**Énoncé a**
Dans les entrées, mettez à jour tout ce qui va du début jusqu'à la ligne contenant "14 96 150 258", incluse, en remplaçant "Dataset curation step" par "Annotation step" et en laissant le reste inchangé. Omettez les images dans la réponse.

Shannon Wright : Eh bien c’est Andy ... car quand j’enregistre, je ne me focalise jamais sur le chant, je ne me considère pas du tout comme une chanteuse, je me concentre plutôt sur les paroles, la guitare et le piano. Et donc pour cet album, Andy m’a dit « Tu sais tu devrais peut-être mettre ta voix un peu plus en avant » et moi c’était « Oh non non non ». Il a été très encourageant, me disant d’essayer pour voir. Donc oui, c’est différent, il y a plus de réverbe, ce qui est étrange pour moi, mais au final j’étais contente. D’ailleurs au début de l’enregistrement j’étais assez mal à l’aise avec ça mais au fur et à mesure j’ai voulu essayer différents sons. Chaque chanson possède ainsi son propre élément et ensuite seulement on a assemblé le disque donc je ne me suis jamais dit que le disque allait sonner ainsi, c’était vraiment plus « cette chanson va sonner ainsi ». Ai-je répondu à la question ?

**Énoncé b**
D'après l'entretien, qui a encouragé Shannon Wright à mettre sa voix plus en avant sur cet album ?

**Entrées**
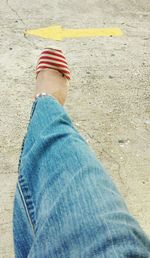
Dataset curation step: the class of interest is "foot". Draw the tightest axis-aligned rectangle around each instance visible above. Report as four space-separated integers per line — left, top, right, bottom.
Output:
35 69 69 105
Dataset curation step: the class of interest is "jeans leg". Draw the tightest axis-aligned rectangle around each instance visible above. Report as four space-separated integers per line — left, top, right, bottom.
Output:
14 96 150 258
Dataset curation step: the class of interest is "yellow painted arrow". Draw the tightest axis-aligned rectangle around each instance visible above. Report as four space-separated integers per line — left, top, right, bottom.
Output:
25 25 123 40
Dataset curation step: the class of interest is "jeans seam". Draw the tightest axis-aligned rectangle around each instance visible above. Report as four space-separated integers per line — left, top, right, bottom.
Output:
17 182 35 235
17 175 35 235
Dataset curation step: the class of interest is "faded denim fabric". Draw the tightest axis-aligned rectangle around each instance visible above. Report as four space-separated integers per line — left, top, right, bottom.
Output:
13 96 150 258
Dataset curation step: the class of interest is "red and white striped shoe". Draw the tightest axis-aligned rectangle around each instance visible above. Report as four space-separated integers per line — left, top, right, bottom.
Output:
36 48 70 80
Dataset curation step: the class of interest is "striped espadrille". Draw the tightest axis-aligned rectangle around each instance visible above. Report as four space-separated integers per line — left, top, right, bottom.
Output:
36 48 70 80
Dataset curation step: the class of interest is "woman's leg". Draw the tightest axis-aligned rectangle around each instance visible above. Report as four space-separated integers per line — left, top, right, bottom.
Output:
14 69 150 258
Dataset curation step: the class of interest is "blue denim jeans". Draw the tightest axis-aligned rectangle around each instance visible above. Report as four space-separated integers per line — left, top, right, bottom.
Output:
13 96 150 258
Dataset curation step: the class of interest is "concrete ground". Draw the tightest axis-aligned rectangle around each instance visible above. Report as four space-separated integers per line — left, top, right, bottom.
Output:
0 0 150 258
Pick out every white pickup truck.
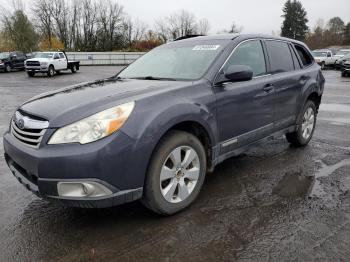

**Réponse a**
Annotation step: the class of interest is "foot". Draw the tightest axis-aligned rectangle around each instance visible above. Report as four space-separated integers per line — left, top, right, bottom.
Output:
35 69 69 105
Annotation step: the class of interest is "jeans leg". Draw the tightest axis-aligned rectangle around each instance visible above. Report as four space-separated integers per line — left, top, right, bottom.
Output:
14 96 150 258

**Réponse b**
C'est Andy.